- [PROBLEM DESCRIPTION]:
Format the data from its first line through the line containing "top-left (0, 400), bottom-right (658, 408)", both ends included, as a JSON list of strings with one string per line. Leave out blank lines.
— Start of WORKING DATA —
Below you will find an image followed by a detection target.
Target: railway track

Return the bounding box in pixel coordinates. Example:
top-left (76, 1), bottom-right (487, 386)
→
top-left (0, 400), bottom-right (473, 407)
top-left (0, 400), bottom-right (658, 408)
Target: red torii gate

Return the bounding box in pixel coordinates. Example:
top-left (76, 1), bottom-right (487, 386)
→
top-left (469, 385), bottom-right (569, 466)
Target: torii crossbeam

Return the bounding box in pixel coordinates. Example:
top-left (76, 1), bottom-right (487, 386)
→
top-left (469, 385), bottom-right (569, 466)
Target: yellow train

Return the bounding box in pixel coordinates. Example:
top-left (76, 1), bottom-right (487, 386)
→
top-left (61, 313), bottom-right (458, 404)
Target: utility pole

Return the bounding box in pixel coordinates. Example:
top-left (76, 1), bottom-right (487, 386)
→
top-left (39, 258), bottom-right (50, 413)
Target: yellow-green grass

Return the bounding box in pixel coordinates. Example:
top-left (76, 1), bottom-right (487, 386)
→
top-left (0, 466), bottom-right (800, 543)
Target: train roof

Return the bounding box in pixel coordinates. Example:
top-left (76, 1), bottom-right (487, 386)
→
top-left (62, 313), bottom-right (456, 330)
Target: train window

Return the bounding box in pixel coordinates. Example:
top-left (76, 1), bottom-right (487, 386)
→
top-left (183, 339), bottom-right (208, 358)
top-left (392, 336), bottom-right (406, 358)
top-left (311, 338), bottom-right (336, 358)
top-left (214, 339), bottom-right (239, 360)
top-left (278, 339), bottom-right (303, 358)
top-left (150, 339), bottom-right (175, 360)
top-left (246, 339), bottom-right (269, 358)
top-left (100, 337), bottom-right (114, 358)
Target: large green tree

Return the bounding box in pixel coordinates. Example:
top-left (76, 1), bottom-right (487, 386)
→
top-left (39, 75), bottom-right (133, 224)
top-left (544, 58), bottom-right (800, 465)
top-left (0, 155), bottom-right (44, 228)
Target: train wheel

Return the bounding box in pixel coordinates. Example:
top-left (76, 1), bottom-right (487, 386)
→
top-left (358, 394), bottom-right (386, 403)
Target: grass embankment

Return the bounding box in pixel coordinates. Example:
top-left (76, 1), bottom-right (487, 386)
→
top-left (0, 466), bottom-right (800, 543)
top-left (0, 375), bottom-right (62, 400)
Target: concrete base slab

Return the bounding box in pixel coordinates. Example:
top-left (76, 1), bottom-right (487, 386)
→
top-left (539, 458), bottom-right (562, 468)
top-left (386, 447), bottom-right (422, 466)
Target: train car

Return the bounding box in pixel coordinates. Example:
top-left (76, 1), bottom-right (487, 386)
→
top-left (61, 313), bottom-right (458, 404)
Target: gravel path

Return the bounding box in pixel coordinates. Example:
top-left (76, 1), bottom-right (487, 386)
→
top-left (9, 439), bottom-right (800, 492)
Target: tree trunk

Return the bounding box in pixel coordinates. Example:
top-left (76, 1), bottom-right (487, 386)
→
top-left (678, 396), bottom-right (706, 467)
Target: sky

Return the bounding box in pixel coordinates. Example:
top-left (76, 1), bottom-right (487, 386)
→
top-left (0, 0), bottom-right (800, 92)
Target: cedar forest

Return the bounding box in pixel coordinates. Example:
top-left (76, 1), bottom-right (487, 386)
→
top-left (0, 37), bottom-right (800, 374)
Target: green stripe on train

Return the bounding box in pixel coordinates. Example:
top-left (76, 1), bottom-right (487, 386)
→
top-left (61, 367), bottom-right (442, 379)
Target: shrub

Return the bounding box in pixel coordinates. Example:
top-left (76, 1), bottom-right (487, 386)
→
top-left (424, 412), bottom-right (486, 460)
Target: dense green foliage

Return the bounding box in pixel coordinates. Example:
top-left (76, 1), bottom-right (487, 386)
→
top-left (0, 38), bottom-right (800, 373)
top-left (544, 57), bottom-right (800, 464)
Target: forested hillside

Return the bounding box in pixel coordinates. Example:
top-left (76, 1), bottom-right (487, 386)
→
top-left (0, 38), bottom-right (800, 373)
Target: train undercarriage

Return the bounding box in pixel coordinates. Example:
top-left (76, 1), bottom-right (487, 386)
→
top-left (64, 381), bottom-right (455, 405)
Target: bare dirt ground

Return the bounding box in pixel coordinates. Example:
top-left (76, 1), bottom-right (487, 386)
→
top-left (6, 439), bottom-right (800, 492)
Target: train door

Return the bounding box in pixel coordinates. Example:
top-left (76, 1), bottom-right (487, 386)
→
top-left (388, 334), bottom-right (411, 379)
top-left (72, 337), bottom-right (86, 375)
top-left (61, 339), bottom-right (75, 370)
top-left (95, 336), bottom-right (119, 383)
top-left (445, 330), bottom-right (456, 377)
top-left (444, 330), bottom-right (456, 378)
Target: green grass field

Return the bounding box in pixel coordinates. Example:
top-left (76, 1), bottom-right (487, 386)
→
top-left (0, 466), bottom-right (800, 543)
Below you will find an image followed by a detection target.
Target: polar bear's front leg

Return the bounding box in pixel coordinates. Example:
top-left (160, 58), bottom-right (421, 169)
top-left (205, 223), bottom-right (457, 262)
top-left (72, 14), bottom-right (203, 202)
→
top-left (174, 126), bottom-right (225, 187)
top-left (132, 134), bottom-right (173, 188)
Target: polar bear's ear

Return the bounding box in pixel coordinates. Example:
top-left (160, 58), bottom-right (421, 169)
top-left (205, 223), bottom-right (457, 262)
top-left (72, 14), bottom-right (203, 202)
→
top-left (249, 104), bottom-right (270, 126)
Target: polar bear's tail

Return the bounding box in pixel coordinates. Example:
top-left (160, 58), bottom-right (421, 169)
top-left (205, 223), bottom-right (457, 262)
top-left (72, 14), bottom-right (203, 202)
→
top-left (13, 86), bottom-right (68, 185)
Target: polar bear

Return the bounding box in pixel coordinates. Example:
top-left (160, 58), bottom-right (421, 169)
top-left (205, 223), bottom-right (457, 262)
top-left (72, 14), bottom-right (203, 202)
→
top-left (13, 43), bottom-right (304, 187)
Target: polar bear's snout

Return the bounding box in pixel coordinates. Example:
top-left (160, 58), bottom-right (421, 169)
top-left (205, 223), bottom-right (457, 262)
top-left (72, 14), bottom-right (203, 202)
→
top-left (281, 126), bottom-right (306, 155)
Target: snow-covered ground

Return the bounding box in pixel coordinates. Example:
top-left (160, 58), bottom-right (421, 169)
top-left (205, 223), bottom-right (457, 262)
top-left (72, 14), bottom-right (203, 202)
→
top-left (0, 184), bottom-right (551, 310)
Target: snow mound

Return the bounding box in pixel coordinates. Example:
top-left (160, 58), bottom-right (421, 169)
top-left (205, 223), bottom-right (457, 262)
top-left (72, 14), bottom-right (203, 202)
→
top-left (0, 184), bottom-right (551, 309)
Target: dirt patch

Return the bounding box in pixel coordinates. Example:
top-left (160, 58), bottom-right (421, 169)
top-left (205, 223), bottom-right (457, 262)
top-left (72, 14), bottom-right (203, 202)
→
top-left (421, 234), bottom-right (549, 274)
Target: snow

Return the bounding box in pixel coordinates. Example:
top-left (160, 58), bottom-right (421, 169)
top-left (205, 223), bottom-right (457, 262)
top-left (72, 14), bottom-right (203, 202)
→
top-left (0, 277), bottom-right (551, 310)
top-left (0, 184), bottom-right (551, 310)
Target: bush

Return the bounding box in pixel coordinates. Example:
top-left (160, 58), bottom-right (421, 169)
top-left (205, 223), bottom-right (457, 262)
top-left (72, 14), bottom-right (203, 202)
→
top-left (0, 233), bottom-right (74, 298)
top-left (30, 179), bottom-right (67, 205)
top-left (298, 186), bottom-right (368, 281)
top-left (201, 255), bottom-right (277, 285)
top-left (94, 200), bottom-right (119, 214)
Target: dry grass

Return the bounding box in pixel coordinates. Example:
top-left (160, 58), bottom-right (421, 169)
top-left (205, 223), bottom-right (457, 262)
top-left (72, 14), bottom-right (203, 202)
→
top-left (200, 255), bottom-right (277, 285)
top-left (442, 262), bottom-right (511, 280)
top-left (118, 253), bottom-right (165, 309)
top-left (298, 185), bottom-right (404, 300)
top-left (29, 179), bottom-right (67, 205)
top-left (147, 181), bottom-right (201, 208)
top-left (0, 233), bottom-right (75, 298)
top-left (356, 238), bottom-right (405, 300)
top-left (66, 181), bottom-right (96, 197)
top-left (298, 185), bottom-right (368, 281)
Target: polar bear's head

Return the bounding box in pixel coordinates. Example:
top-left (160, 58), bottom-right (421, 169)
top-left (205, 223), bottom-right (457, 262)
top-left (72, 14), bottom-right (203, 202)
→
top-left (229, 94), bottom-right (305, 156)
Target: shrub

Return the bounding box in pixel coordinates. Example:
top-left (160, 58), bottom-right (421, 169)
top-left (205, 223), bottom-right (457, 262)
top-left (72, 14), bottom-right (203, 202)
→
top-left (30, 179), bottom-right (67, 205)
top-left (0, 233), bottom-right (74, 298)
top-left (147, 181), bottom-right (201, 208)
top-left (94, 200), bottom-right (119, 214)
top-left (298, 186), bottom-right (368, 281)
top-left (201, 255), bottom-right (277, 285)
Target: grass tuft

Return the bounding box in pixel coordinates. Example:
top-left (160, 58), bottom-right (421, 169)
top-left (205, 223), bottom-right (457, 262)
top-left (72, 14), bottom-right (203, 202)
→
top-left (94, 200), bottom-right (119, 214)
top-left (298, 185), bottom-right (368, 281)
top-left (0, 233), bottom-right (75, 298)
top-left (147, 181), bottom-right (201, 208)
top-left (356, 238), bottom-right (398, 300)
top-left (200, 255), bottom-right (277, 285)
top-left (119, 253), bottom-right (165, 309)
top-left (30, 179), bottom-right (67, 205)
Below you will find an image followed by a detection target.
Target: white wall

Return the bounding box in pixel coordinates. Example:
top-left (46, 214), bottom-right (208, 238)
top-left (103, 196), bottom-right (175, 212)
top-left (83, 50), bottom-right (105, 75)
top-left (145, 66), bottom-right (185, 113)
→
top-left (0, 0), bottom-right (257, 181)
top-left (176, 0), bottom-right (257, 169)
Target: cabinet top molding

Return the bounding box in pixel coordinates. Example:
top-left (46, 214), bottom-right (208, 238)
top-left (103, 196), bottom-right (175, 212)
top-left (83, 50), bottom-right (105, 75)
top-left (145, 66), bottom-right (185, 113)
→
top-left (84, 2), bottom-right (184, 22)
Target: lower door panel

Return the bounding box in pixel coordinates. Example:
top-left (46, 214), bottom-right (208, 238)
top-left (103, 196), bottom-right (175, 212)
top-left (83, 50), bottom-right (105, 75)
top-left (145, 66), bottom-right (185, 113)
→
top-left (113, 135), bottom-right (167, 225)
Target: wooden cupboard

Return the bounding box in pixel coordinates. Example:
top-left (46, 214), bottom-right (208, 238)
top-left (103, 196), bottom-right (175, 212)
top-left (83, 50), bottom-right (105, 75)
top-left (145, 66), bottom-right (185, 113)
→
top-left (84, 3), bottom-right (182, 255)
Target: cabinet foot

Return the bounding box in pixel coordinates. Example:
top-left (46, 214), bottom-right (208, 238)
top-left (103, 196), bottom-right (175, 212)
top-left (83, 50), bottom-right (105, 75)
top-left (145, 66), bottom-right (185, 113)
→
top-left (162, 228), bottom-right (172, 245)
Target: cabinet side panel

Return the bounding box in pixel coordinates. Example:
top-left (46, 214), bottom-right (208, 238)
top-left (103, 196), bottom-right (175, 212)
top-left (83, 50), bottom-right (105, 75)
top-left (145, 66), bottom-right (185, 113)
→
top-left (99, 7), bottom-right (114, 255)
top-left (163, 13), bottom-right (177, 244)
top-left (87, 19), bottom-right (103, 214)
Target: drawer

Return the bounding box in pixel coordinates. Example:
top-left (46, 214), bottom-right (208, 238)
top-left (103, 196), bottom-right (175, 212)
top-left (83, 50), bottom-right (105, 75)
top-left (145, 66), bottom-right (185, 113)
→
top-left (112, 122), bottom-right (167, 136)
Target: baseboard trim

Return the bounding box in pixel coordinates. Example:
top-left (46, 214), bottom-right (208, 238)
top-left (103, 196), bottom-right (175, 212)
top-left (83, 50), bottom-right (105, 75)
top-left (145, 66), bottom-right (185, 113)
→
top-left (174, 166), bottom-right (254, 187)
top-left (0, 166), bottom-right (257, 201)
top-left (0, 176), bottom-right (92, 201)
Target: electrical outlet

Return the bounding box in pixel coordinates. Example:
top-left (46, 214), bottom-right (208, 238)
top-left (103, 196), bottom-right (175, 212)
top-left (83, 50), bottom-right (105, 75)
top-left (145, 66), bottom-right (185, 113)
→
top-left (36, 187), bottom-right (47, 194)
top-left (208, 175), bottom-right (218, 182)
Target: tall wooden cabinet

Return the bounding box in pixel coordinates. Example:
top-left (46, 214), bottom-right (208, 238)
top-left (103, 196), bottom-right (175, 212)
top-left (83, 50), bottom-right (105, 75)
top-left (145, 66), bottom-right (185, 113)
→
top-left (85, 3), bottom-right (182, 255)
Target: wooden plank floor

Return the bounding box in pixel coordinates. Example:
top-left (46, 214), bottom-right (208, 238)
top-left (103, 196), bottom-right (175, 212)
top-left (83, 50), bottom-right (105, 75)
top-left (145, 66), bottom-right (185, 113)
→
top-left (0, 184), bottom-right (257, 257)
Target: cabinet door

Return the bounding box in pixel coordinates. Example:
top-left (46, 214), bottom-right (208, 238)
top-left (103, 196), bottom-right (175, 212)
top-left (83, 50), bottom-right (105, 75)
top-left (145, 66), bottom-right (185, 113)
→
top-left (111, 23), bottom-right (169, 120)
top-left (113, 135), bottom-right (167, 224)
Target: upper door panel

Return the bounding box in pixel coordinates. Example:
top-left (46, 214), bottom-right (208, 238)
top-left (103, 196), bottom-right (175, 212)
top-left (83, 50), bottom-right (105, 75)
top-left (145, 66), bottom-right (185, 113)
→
— End of WORKING DATA —
- [RESULT OF THE EXERCISE]:
[
  "Below you will find an image followed by a detection target.",
  "Target: railway track",
  "Return the bounding box in pixel coordinates. Example:",
  "top-left (76, 1), bottom-right (487, 386)",
  "→",
  "top-left (0, 400), bottom-right (473, 407)",
  "top-left (0, 400), bottom-right (658, 408)"
]